Top of Text provided
Data Availability Statement
All data were deposited under the GenBank BioProject number PRJNA661076. The whole-genome shotgun projects have been deposited in DDBJ/ENA/GenBank under the accession numbers JADGMW000000000 and JADKLW000000000. The versions described in this paper are the first versions, JADGMW000000000.1 and JADKLW000000000.1. The SRA accession numbers for the raw reads are SRX9212776 and SRX9218438 for samples C1-TPA and C3-TPA, respectively.
Bottom of Text provided
Top of Excerpted records
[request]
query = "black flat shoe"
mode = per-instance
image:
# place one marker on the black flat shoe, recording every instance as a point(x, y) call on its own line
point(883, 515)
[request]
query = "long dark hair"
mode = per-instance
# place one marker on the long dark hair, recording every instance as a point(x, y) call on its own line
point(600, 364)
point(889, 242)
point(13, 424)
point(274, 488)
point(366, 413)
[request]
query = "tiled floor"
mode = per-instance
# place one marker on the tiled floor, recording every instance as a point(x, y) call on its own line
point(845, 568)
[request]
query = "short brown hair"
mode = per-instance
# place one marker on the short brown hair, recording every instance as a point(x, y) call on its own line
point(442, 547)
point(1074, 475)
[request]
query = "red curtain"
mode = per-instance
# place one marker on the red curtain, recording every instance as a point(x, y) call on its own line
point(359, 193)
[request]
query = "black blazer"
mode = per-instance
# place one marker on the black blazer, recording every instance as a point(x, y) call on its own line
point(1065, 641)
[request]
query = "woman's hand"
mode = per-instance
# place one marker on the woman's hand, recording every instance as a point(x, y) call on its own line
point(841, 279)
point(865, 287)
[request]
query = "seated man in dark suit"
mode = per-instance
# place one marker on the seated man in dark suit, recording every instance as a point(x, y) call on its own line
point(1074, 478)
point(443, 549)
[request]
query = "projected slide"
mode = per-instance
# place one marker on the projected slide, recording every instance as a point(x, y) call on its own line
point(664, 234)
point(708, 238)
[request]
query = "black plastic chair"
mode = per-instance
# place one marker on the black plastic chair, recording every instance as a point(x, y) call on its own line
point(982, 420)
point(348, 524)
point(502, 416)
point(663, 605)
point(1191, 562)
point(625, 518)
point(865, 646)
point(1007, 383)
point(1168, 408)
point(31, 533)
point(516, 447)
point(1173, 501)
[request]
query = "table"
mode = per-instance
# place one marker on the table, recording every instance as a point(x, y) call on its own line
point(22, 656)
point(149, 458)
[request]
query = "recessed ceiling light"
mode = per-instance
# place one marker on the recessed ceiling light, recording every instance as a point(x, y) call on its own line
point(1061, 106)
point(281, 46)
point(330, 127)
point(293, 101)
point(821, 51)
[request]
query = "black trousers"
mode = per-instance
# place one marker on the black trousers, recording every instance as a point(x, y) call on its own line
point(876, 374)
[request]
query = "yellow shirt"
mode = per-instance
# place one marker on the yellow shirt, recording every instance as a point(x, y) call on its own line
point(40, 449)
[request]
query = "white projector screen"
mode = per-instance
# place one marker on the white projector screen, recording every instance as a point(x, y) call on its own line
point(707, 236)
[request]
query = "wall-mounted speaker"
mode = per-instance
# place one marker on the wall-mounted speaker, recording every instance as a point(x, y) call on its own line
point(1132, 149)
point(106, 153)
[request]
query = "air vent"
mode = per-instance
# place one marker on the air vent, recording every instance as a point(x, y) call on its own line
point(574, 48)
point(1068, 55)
Bottom of Excerpted records
## Assignment 1
Say whether each statement agrees with the data availability statement, and support each answer with the deciding words from it, quoted exactly. (a) The raw reads for sample C3-TPA carry the SRA accession number SRX9218438. (b) This paper describes the second versions of the whole-genome shotgun projects. (c) All data were deposited under GenBank BioProject number PRJNA661076.
## Assignment 2
Retype the part of the data availability statement that begins at the words "Data Availability Statement" and stops after the words "and C3-TPA, respectively.".

## Task answer 1
(a) Yes: "The SRA accession numbers for the raw reads are SRX9212776 and SRX9218438 for samples C1-TPA and C3-TPA, respectively."
(b) No: "The versions described in this paper are the first versions, JADGMW000000000.1 and JADKLW000000000.1."
(c) Yes: "All data were deposited under the GenBank BioProject number PRJNA661076."

## Task answer 2
Data Availability Statement
All data were deposited under the GenBank BioProject number PRJNA661076. The whole-genome shotgun projects have been deposited in DDBJ/ENA/GenBank under the accession numbers JADGMW000000000 and JADKLW000000000. The versions described in this paper are the first versions, JADGMW000000000.1 and JADKLW000000000.1. The SRA accession numbers for the raw reads are SRX9212776 and SRX9218438 for samples C1-TPA and C3-TPA, respectively.